▼▼▼

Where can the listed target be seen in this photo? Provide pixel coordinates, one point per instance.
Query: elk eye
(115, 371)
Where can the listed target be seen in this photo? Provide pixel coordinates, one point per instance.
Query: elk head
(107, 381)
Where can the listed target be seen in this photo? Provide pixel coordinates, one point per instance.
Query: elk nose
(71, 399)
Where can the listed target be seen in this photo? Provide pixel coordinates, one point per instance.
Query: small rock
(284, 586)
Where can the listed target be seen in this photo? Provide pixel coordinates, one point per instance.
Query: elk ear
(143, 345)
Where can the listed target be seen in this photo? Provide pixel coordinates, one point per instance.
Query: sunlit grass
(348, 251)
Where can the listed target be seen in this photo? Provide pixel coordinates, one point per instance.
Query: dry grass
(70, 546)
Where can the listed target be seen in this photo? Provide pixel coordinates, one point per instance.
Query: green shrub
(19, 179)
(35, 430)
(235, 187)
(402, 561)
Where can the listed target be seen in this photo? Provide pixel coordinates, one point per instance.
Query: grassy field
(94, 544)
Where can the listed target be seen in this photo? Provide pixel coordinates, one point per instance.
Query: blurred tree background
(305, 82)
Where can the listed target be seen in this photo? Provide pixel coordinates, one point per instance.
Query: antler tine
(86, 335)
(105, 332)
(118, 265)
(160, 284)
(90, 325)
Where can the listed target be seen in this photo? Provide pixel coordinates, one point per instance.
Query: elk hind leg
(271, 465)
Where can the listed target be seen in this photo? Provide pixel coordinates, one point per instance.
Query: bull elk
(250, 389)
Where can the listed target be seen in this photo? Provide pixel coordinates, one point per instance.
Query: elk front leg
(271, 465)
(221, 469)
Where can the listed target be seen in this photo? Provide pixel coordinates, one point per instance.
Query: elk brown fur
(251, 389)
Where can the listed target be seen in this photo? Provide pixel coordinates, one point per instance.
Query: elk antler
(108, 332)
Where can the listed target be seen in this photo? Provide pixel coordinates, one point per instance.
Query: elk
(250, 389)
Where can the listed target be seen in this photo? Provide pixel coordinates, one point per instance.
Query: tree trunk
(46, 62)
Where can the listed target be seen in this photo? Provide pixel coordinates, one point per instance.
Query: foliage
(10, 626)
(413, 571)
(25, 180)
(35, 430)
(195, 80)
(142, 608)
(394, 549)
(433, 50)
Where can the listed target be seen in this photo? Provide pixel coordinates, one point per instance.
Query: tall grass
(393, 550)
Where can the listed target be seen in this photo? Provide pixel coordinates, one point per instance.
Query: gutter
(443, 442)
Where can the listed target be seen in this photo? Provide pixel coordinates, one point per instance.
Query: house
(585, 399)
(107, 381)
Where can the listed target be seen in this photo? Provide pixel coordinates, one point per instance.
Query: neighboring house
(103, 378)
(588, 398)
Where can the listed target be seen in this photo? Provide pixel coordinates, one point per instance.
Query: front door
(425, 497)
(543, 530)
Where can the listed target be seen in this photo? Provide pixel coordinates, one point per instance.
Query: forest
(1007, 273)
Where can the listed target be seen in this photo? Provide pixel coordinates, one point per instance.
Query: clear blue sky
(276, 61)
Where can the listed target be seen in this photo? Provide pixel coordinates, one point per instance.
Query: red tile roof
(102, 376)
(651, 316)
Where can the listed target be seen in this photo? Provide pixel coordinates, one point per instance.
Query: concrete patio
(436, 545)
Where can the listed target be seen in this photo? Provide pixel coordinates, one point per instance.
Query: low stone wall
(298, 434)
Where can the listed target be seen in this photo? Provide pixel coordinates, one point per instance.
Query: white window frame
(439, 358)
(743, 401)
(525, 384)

▲▲▲

What to do
Return every line of the data above that contains the string "house", using case-sensitive matching.

Problem solution
Query: house
Query: neighboring house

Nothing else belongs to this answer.